EXCERPT TO READ below:
DVD-Audio exclusive tracks
| No. | Title | Length |
|---|---|---|
| 1. | "Up Above the Daily Hum" |  |
| 2. | "Yoshimi Battles the Pink Robots, Pt. 1" (Japanese version) |  |
| 3. | "If I Go Mad (Funeral in My Head)" |  |
| 4. | "Do You Realize?? Floating in Space Remix" (Edit) |  |
| 5. | "Yoshimi Battles the Pink Robots, Pt. 1" (AOL sessions) |  |
| 6. | "Do You Realize??" (CD101 version) |  |

DVD-Video bonus tracks
| No. | Title | Length |
|---|---|---|
| 1. | "Do You Realize??" (Mark Pellington version) |  |
| 2. | "Do You Realize??" (Wayne Coyne * Bradley Beesley * George Salisbury version) |  |
| 3. | "Making of the Do You Realize??" (Video) |  |
| 4. | "Yoshimi Battles the Pink Robots, Pt. 1" |  |
| 5. | "Making of the Yoshimi Video" |  |
| 6. | "Fight Test" |  |
| 7. | "Phoebe Battles the Pink Robots" |  |
| 8. | "Christmas on Mars" (Movie trailer) |  |
| 9. | "Making of the Yoshimi DVD-A" |  |
| 10. | "Are You a Hypnotist??" (George's Photogenic Stimulation Theory #1134) |  |

DVD-ROM extras
| No. | Title | Length |
|---|---|---|
| 1. | "Yoshimi Battles the Pink Robots, Pt. 1" (Animated episode) |  |
| 2. | "Fight Test" (Animated episode) |  |

Japanese CD bonus tracks
| No. | Title | Length |
|---|---|---|
| 1. | "Yoshimi Battles The Pink Robots, Pt. 1 (Japanese Version)" | 4:57 |

==Personnel==
The Flaming Lips
- Wayne Coyne – songwriting, vocals, guitars, cover paintings, mixing, production
- Steven Drozd – songwriting, drums, guitars, keyboards, electronics, bass, vocals, mixing, production
- Michael Ivins – songwriting, bass, keyboards, backing vocals, mixing, production, additional engineering

Additional personnel
- Yoshimi P-We – vocalization
- Dave Fridmann – additional songwriting, production, mixing, programming, engineering, mastering
- Scott Booker – production
- Trent Bell – additional tracking
- Andy Taub – additional tracking
- George Salisbury – design and layout

==Charts==

===Weekly charts===

Weekly chart performance for Yoshimi Battles the Pink Robots
| Chart (2002–2004) | Peak position |
|---|---|
| Australian Albums (ARIA) | 62 |
| French Albums (SNEP) | 86 |
| German Albums (Offizielle Top 100) | 93 |
| Irish Albums (IRMA) | 9 |
| New Zealand Albums (RMNZ) | 47 |
| Norwegian Albums (VG-lista) | 15 |
| Swedish Albums (Sverigetopplistan) | 51 |
| UK Albums (Official Charts) | 13 |
| US Billboard 200 | 50 |

| Chart (2024) | Peak position |
|---|---|
| Hungarian Physical Albums (MAHASZ) | 21 |

===Year-end charts===

Year-end chart performance for Yoshimi Battles the Pink Robots
| Chart (2003) | Position |
|---|---|
| UK Albums (OCC) | 151 |

==Certifications==

| Region | Certification | Certified units/sales |
| Australia (ARIA) | Gold | 35,000^{^} |
| United Kingdom (BPI) | Platinum | 322,000 |
| United States (RIAA) | Gold | 500,000^{^} |
^{^} Shipments figures based on certification alone.
End of EXCERPT TO READ.
* _ASSIGNMENT_
In the text on Yoshimi Battles the Pink Robots, what was the album's peak position on the Irish Albums (IRMA) chart? The rows have no connection to the text about the album.
SUPPLIED DATA below:
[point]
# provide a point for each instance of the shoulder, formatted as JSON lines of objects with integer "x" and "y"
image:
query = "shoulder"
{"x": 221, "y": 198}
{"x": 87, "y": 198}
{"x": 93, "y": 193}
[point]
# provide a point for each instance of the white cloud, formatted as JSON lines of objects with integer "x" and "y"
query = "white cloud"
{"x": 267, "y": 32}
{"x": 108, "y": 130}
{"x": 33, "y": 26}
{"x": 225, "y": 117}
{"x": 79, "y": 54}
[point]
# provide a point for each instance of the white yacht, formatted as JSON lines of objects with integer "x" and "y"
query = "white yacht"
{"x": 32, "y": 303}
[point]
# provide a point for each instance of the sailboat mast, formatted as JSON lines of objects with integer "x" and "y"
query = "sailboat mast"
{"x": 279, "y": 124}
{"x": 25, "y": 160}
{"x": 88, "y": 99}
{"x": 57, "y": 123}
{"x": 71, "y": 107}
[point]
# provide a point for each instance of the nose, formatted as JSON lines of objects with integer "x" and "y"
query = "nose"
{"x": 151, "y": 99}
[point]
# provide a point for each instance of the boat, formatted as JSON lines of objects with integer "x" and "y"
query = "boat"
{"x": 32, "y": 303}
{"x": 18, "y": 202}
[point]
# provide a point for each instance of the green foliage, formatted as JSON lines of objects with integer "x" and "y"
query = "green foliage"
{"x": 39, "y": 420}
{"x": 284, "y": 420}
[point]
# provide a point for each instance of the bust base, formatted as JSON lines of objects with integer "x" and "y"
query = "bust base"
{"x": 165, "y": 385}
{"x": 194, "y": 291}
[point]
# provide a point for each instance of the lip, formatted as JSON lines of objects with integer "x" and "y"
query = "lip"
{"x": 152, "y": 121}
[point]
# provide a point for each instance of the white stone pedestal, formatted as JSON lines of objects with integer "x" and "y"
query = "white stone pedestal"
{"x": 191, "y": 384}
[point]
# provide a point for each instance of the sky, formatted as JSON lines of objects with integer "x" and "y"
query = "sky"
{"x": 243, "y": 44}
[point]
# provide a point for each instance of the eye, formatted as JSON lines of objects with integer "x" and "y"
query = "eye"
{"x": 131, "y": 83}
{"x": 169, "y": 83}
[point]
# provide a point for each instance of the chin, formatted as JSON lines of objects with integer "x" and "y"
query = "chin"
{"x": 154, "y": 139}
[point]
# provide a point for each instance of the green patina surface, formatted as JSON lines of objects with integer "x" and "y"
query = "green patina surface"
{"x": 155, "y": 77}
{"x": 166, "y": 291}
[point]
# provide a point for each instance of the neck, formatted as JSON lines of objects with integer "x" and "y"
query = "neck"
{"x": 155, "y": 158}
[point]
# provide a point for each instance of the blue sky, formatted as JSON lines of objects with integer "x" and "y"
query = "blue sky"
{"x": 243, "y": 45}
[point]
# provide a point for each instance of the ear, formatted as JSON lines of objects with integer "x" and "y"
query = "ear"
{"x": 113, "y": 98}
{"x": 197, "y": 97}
End of SUPPLIED DATA.
* _ANSWER SPACE_
9